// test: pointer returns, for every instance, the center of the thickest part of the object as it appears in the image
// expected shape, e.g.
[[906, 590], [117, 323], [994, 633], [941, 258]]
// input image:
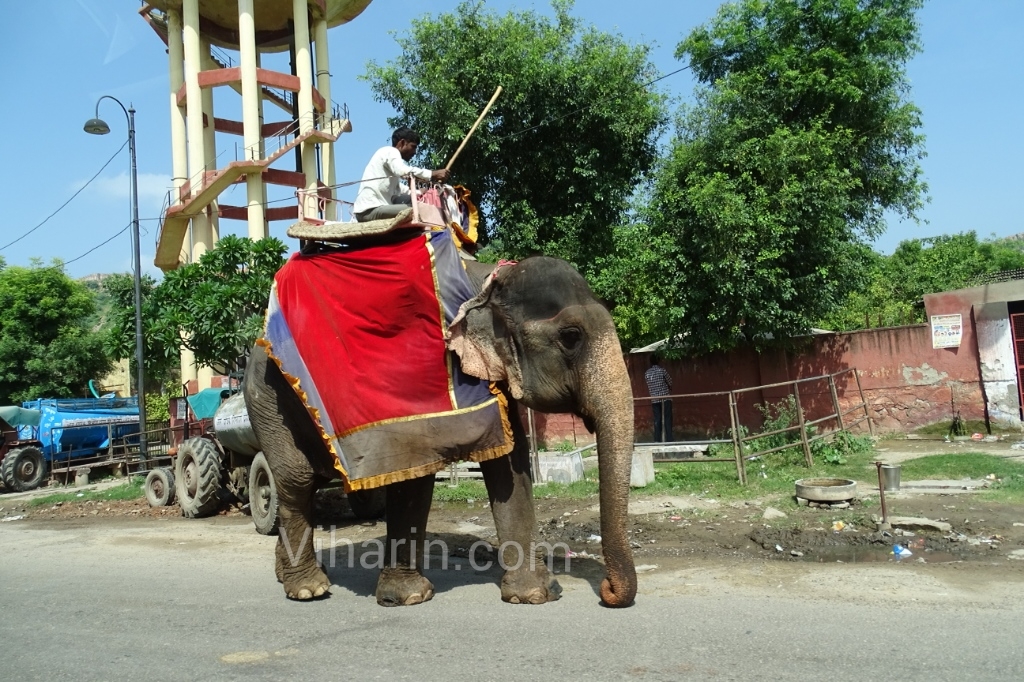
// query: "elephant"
[[543, 336]]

========================

Your answer must be an exact copy of the lines from the one with "expected shape, e.g." through the final line of the data, both included, without any pictures.

▸ **Your response**
// expected shape, e.g.
[[906, 590], [117, 323], [994, 633], [941, 258]]
// input image:
// query: "elephant"
[[543, 336]]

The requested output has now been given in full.